PROBLEM:
Restate, word for word, all of the material shown below.

(Stored entries)
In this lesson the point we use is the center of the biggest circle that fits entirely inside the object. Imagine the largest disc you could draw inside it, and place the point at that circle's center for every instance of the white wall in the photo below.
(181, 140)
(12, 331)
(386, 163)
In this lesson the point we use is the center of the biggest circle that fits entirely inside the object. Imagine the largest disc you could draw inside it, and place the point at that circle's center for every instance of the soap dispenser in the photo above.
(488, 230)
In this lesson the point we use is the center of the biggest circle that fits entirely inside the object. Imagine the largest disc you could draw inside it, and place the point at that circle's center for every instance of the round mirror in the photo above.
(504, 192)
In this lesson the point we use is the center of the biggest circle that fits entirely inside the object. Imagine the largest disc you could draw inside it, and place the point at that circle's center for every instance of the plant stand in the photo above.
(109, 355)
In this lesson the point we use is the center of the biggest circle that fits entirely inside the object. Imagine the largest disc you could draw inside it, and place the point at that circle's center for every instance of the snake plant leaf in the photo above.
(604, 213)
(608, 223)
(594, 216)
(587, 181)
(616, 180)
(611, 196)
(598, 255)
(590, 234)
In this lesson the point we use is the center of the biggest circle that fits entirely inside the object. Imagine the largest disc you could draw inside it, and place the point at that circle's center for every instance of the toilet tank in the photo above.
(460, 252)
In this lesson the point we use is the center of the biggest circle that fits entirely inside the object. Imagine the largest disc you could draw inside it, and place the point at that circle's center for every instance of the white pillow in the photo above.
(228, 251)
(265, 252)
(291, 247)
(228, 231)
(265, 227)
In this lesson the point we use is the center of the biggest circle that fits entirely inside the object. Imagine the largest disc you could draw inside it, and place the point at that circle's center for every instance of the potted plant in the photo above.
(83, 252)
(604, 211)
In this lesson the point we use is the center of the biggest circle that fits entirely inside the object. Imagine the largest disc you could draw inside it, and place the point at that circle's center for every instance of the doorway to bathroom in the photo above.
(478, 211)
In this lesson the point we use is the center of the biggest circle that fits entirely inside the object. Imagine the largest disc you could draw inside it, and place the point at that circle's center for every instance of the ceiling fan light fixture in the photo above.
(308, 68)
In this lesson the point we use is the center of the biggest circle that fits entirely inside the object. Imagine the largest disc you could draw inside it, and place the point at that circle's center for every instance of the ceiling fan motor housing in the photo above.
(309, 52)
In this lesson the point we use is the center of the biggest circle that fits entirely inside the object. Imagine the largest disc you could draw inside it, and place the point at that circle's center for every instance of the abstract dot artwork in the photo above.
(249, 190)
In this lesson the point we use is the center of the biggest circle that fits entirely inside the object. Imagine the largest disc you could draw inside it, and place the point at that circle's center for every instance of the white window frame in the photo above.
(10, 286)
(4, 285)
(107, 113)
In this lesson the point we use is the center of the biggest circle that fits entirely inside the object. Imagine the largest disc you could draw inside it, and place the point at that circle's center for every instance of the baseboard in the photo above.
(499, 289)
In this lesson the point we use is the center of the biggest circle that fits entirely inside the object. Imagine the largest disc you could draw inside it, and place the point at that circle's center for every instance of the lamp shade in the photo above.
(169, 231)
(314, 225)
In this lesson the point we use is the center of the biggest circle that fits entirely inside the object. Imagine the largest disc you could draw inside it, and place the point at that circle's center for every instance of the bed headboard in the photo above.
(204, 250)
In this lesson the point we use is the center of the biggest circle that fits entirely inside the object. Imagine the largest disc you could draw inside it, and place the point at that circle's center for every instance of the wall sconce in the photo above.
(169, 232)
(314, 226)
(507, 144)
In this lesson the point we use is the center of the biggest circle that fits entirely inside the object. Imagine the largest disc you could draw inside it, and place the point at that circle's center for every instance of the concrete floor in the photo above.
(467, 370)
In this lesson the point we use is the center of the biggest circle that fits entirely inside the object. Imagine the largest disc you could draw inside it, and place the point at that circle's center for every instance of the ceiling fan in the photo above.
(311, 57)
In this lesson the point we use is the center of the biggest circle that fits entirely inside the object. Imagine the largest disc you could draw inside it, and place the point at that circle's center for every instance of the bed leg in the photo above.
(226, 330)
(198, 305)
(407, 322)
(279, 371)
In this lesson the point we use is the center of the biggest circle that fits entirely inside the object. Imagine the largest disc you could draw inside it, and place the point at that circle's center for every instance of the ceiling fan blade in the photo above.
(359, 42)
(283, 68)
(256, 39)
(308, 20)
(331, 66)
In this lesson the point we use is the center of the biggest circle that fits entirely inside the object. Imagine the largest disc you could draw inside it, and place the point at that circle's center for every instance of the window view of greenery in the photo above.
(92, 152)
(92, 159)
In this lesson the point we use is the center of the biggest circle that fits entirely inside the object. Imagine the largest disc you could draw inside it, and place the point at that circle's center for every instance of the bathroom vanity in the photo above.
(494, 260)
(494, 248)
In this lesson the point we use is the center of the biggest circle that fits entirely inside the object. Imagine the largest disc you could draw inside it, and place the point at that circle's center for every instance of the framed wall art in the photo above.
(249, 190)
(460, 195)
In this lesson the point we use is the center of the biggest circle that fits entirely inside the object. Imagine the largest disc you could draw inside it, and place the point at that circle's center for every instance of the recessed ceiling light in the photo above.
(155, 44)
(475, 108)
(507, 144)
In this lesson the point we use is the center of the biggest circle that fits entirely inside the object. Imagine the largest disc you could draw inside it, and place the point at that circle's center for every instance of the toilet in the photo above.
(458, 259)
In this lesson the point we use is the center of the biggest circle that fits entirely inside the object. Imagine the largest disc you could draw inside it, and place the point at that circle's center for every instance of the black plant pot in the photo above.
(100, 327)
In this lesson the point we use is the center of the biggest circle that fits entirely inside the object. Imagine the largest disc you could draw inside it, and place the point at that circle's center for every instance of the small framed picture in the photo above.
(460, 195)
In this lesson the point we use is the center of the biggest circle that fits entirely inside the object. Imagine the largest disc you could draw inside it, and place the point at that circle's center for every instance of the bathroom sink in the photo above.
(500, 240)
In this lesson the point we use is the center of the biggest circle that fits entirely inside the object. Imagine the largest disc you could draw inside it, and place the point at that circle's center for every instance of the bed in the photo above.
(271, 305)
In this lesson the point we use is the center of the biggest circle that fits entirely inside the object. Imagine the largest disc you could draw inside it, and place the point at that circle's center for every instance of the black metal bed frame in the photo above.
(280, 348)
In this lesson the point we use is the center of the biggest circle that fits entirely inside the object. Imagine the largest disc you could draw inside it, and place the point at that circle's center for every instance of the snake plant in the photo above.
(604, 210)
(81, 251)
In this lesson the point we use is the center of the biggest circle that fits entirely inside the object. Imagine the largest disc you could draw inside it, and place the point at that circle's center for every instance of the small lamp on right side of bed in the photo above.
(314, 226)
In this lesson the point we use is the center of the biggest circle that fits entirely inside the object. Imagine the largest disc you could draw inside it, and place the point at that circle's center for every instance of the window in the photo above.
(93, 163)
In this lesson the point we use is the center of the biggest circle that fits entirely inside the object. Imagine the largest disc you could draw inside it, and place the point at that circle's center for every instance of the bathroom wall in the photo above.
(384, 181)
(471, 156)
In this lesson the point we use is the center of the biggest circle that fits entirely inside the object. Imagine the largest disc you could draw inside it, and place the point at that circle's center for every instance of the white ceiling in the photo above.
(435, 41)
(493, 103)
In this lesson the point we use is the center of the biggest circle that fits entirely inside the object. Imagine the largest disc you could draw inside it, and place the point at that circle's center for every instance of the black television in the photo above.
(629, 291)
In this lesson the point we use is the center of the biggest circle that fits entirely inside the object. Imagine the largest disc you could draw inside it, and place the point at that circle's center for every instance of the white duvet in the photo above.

FINISHED ANSWER:
In this lesson the point we use is the center of the biggest circle that fits entirely inside the object. Imagine the largest disc you could draw inside it, and place the point at that circle's center for every instance of the white wall in the photo below.
(181, 140)
(12, 331)
(386, 163)
In this lesson the point we use is the center of the biggest circle that fits entirely inside the object. Imagine the largest disc you could draw inside it, and place the point at that circle's center for every instance of the soap dispenser in the photo above.
(488, 230)
In this lesson the point we use is the center of the biggest circle that fits entirely inside the object. Imagine the largest disc you could draw inside it, and place the point at that circle's center for every instance of the round mirror in the photo above.
(504, 192)
In this lesson the point we use is the center of the biggest circle that fits entirely inside the object. Imagine the largest disc you could draw inside it, and place the point at that circle's center for every instance of the plant stand in the photo above.
(109, 355)
In this lesson the point we use is the center of the biggest circle that fits entirely inside the object. Imagine the largest disc you could draw inside it, and place the point at that circle's center for every instance of the snake plant leaf in the photo above.
(604, 213)
(608, 223)
(594, 216)
(587, 181)
(616, 180)
(611, 196)
(598, 255)
(590, 234)
In this lesson the point we use is the center of the biggest circle that fits entirely inside the object. Imagine the largest disc you could draw inside it, and place the point at that circle's center for every instance of the toilet tank in the photo above.
(460, 252)
In this lesson the point we use is the center of the biggest circle that fits entirely inside the object. Imagine the largest disc you could draw inside it, and place the point at that circle's center for every instance of the white pillow in the photo above.
(228, 251)
(265, 252)
(291, 247)
(228, 231)
(265, 227)
In this lesson the point we use is the center of the biggest circle that fits entirely inside the object. Imagine the largest disc you could draw inside it, and place the point at that circle's center for every instance of the potted plant in the photo above.
(83, 252)
(604, 211)
In this lesson the point we use is the center of the biggest circle that fits entirely inside the object. Imagine the largest disc you could draw inside it, and place the point at that circle's center for every instance of the doorway to bathroom in the photo above.
(478, 211)
In this lesson the point we use is the center of the biggest circle that fits entirely inside the object. Imagine the largest disc you could draw inside it, and place the point at that circle's center for every instance of the ceiling fan light fixture in the photo above.
(308, 68)
In this lesson the point we use is the center of the biggest circle that fits entirely inside the object. Imagine the largest disc you could draw inside it, and place the point at that circle's center for every instance of the ceiling fan motor housing in the photo above.
(309, 52)
In this lesson the point we use is the center of the biggest circle that fits entirely inside the object. Imagine the largest disc you could draw inside it, and place the point at that circle's center for every instance of the abstract dot artwork in the photo above.
(249, 190)
In this lesson the point we use is the center of the biggest circle that fits entirely inside the object. Imagine the largest disc you could draw inside it, and place the point at that circle's center for every instance of the white window frame in the photo above.
(10, 286)
(4, 285)
(107, 113)
In this lesson the point we use is the center of the biggest circle that fits entirely inside the object. Imagine the largest disc you could draw inside it, and place the point at that circle's center for every instance of the baseboard in the photo above.
(499, 289)
In this lesson the point we use is the center of the biggest circle that fits entirely inside the object. Imagine the largest disc you could draw inside it, and place the point at that circle's center for every instance of the lamp shade in the photo above.
(169, 231)
(314, 225)
In this lesson the point we use is the center of the biggest circle that fits entirely inside the object. Imagine the largest disc you could draw inside it, and place the point at that circle's center for every instance of the bed headboard in the photo above.
(204, 250)
In this lesson the point we use is the center of the biggest circle that fits entirely inside the object. Imagine the largest disc you could draw inside it, and place the point at that circle's center for every instance of the wall sconce in the photo above.
(169, 232)
(314, 226)
(507, 144)
In this lesson the point we use is the center of the biggest circle that fits entirely inside the object. Imagine the largest disc you could draw inside it, and place the point at that circle's center for every instance of the concrete floor in the photo above.
(467, 370)
In this lesson the point we use is the center of the biggest circle that fits entirely inside the object. Imagine the largest disc you could draw inside it, and place the point at that circle's center for every instance of the ceiling fan in the photo above.
(311, 57)
In this lesson the point we use is the center of the biggest circle that fits entirely inside the object. Imagine the largest disc you could draw inside it, and place the point at that circle's center for every instance of the bed leg in the photo above.
(226, 330)
(198, 305)
(407, 322)
(279, 371)
In this lesson the point we use is the center of the biggest circle that fits entirely inside the object. Imagine the largest disc you could draw inside it, and place the point at that circle's center for every instance of the ceiling fan blade in the photo above.
(359, 42)
(283, 68)
(256, 39)
(308, 20)
(331, 66)
In this lesson the point we use is the center of the biggest circle that fits entirely inside the object. Imagine the largest disc you could draw inside it, and place the point at that circle's center for every instance of the window view of greenery in the photo above.
(92, 152)
(92, 159)
In this lesson the point we use is the center of the biggest circle that fits entirely inside the object. Imagine the largest disc you could draw inside it, and place the point at that circle's center for every instance of the bathroom vanity in the photo above.
(494, 260)
(494, 248)
In this lesson the point we use is the center of the biggest circle that fits entirely inside the object. Imagine the largest disc you could draw inside it, and place the point at that circle's center for every instance of the framed wall art in the photo above.
(249, 190)
(460, 195)
In this lesson the point we use is the center of the biggest circle that fits entirely inside the object. Imagine the largest disc you could draw inside it, and place the point at that circle's center for every instance of the recessed ceiling light in the photo above.
(155, 44)
(475, 108)
(507, 144)
In this lesson the point we use is the center of the biggest circle that fits entirely inside the object. Imagine the largest disc you could draw inside it, and place the point at that circle's center for every instance of the toilet in the photo above.
(458, 259)
In this lesson the point we use is the center of the biggest circle that fits entirely inside the object. Imagine the largest disc you could draw inside it, and place the point at that circle's center for every instance of the black plant pot in the photo above.
(100, 327)
In this lesson the point we use is the center of the biggest circle that fits entirely inside the object. Imagine the largest disc you could draw inside it, and place the point at that circle's center for every instance of the small framed picture in the photo above.
(460, 195)
In this lesson the point we use is the center of the biggest circle that fits entirely inside the object. Imagine the largest disc you could draw inside it, and place the point at that circle's center for every instance of the bathroom sink in the photo above.
(500, 240)
In this lesson the point we use is the center of the biggest circle that fits entirely inside the object. Imagine the largest disc you could draw inside it, and place the point at that circle's center for every instance of the bed in the photo above.
(271, 305)
In this lesson the point we use is the center of the biggest circle that fits entirely inside the object. Imagine the largest disc you could draw inside it, and place the point at that circle's center for every instance of the black metal bed frame in the photo above.
(280, 348)
In this lesson the point we use is the center of the biggest circle that fits entirely inside the object. Imagine the largest disc you could draw inside it, and place the point at that circle's center for every instance of the snake plant in the photo above.
(604, 210)
(81, 251)
In this lesson the point we use is the center of the biggest circle that fits entirely inside the object. Imagine the largest disc you could draw inside it, and place the point at that circle's center for every instance of the small lamp on right side of bed in the photo above.
(314, 226)
In this lesson the point we use is the center of the biggest circle that fits entirely inside the object. Imagine the largest disc you could draw inside it, and place the point at that circle's center for every instance of the window in the photo above.
(93, 163)
In this lesson the point we use is the center of the biggest circle that fits entirely inside the object. Imagine the largest disc you could draw inside it, and place the point at that circle's center for every instance of the bathroom wall in the photo above.
(384, 181)
(471, 156)
In this lesson the point we use is the center of the biggest circle that fits entirely inside the object. Imagine the largest disc you could draw inside it, and place the point at that circle's center for every instance of the white ceiling in the photo above.
(435, 41)
(493, 103)
In this lesson the point we use is the center of the biggest circle that fits entirely inside the object. Imagine the largest disc you could draw inside it, and place the point at that circle's center for every instance of the black television in the photo above.
(629, 291)
In this lesson the point we use is the center of the biggest circle that fits entirely inside the object. Imagine the largest disc you could draw inside it, and place the point at that circle's center for every instance of the white duvet in the photo above.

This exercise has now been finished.